Texte fourni:
━━━━━━━━
C’est une soirée incroyable, une grande réussite qu’a vécue un membre de la nation crie de Whapmagoostui, Pakesso Mukash, en chantant l’hymne national du Canada en trois langues lors d’un match des Canadiens de Montréal, le 26 mars dernier.
Pakesso Mukash, entre autres interprète et musicien, a chanté des segments de l’hymne en français, en cri et en anglais. « J’étais nerveux, confie M. Mukash. Je traverse le corridor et j’entre sur la patinoire, il y a 21 000 personnes autour de moi, les Maple Leafs à ma droite, les Canadiens à ma gauche. Je commence à chanter, j’essaie de me calmer, pis à un moment donné, les fans commencent à chanter avec moi. À la fin, je ne m’entends plus. Et les Canadiens gagnent, contre Toronto en plus! » « Quand je suis sorti, poursuit-il, Geoff Molson m’a fait un fistbump et m’a dit : « Bonne job, man »! Je savais que j’avais faussé un petit peu, mais ce n’était pas grave, la foule avait embarqué. Il y avait une victoire dans l’air. »
Un honneur
Des spectateurs ont reconnu Mukash alors qu’il regagnait une loge du Centre Bell ; certains – des Québécois, précise l’interprète – lui ont serré la main en lui disant que c’était un honneur pour eux d’avoir été témoins de cet évènement.
« Dans la loge, tous mes amis m’ont pris dans leurs bras, se rappelle Pakesso Mukash. Tout le monde était fier. »
Son père, Matthew Mukash, ancien grand chef de la nation crie, était parmi eux. « Au début, il disait qu’il regarderait ça à la télé, mais je lui ai dit « Ton fils va faire l’histoire, ce serait bien que tu sois témoin!» En plus, c’est un grand fan du Canadien! »
Un événement
Le match du 26 mars contre les Maple Leafs de Toronto était joué dans le cadre de la Soirée de célébration des peuples autochtones. Pendant le réchauffement, les joueurs du Canadien portaient un gilet orange, couleur associée à la réconciliation, créé par un artiste mohawk. Plusieurs artistes autochtones ont fait des performances et des chefs des Premières Nations ont assisté à la partie.
━━━━━━━━
Données présentées:
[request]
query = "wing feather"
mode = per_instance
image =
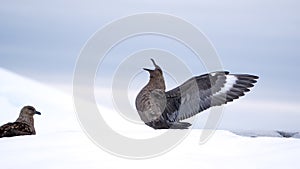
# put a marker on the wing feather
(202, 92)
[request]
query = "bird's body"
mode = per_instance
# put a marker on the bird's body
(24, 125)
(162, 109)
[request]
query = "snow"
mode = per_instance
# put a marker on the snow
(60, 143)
━━━━━━━━
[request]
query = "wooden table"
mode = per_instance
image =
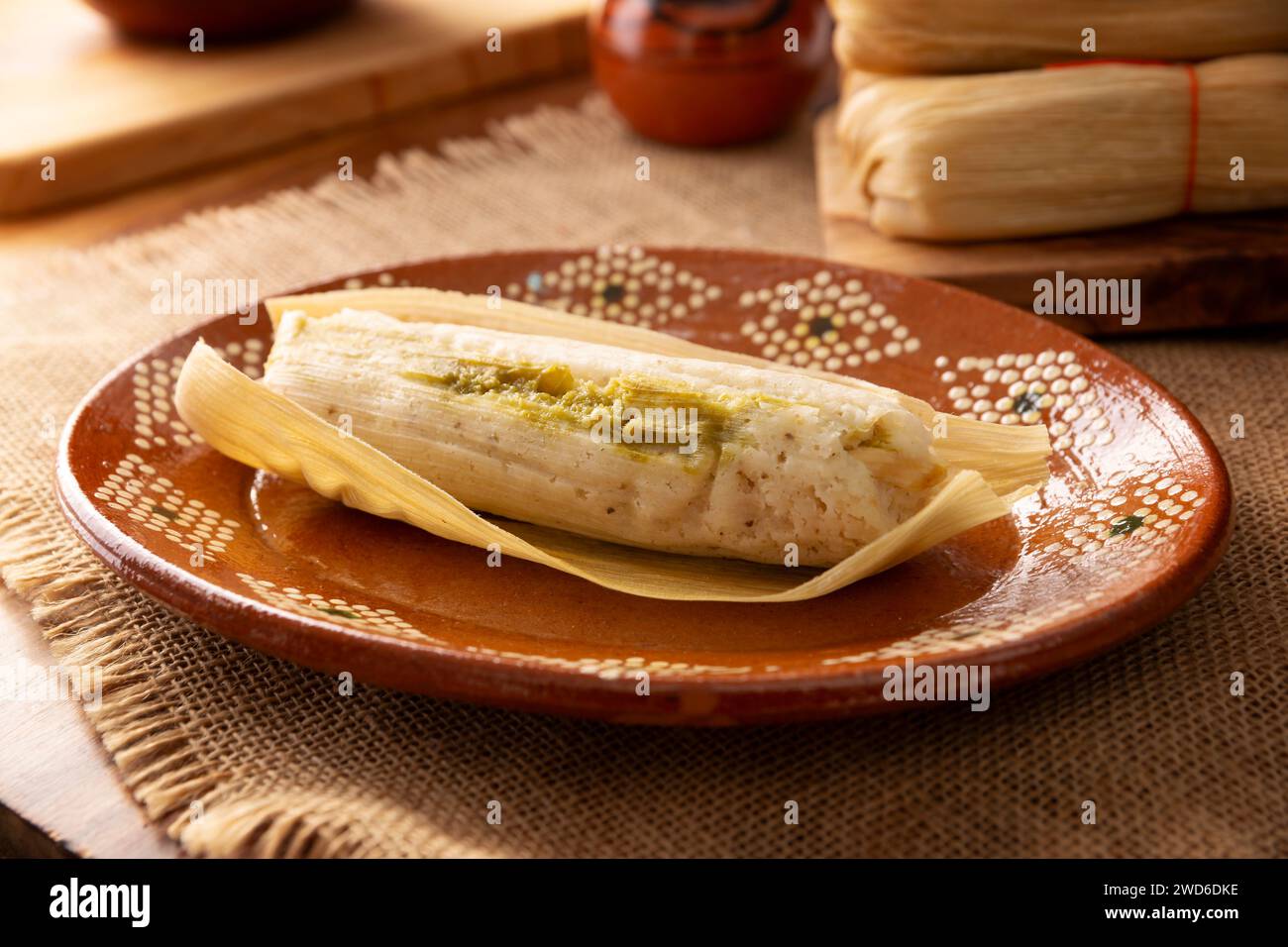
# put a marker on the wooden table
━━━━━━━━
Consigne A:
Répondez aux questions suivantes sur l'article consacré à Pakesso Mukash :
(i) Dans quelles langues a-t-il chanté l'hymne national ?
(ii) Quel lien de parenté l'unit à Matthew Mukash, et quelle fonction celui-ci a-t-il occupée ?
(iii) Quelle était la couleur du gilet des joueurs du Canadien pendant le réchauffement ?
Consigne B: Poursuivez l'article consacré à Pakesso Mukash après sa dernière phrase.

Bonne réponse A:
(i) En français, en cri et en anglais.
(ii) Matthew Mukash est son père et un ancien grand chef de la nation crie.
(iii) Orange.

Bonne réponse B:
Le Canadien, une des plus grandes franchises de sport au monde, a reconnu les Autochtones et leur a donné la parole, rappelle M. Mukash. « Le Canadien a tellement réussi, c’était une soirée incroyable, dit-il, toujours ému quelques jours après l’évènement. Et ça ouvre la porte pour des évènements futurs… et de meilleurs chanteurs ! »
Une expérience du public
Pakesso Mukash, candidat à la chefferie de la nation crie à l’été 2021, n’en était pas à ses premières expériences publiques. Membre du groupe musical autochtone Ceremony (avec son beau-frère le chanteur Matthew Iserhoff), il a joué au 375e anniversaire de Montréal où il y avait, selon son estimation, entre 20 et 30 000 personnes, et pour le 150e du Canada.
Le monsieur est un grand fan des Canadiens; il a assisté à des matchs importants de leur histoire, dont celui du centenaire; il avoue avoir trop dépensé trop d’argent pour aller voir Montréal battre Toronto dans le sixième match des séries.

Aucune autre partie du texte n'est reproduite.